- [What the task requires]
Swap "meadow" for "pasture" in everything from "Objective - one point per instance of the bare" down to the end of the entries. Give back only those lines, with nothing else changed.

- [Stored data entries]
###
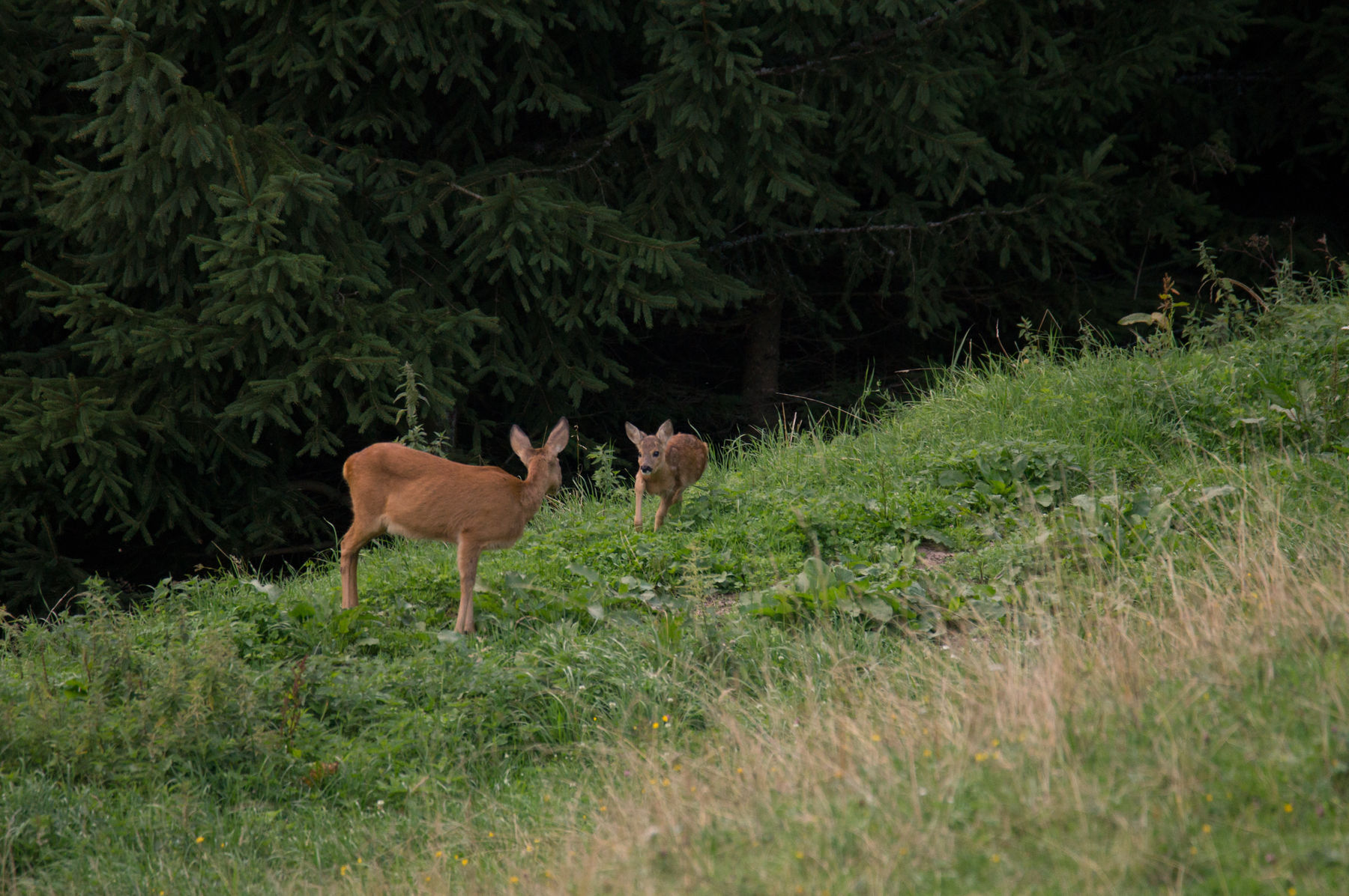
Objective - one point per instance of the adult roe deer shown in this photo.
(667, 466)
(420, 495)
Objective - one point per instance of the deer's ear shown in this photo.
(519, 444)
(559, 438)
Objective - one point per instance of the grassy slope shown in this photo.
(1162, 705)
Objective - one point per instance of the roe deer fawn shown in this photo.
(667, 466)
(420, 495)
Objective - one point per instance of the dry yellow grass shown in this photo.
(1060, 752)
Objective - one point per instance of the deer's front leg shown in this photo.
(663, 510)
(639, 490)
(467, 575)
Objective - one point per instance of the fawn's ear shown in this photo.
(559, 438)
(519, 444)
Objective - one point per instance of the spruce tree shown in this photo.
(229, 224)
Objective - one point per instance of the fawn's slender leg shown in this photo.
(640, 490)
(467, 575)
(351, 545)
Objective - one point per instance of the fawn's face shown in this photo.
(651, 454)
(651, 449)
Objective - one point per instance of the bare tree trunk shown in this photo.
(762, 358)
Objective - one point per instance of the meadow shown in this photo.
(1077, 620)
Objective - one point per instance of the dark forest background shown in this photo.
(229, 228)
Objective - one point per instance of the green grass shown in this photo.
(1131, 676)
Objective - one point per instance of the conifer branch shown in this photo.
###
- [Answer to the exercise]
Objective - one point per instance of the bare tree trunk shown in this photo.
(762, 358)
Objective - one point per instance of the pasture shown in this photo.
(1077, 620)
Objective - one point per instance of the dark forest background shown in this photo.
(229, 228)
Objective - one point per instance of the green grass shown in this photo.
(1131, 676)
Objective - one point per instance of the conifer branch shown in this photo.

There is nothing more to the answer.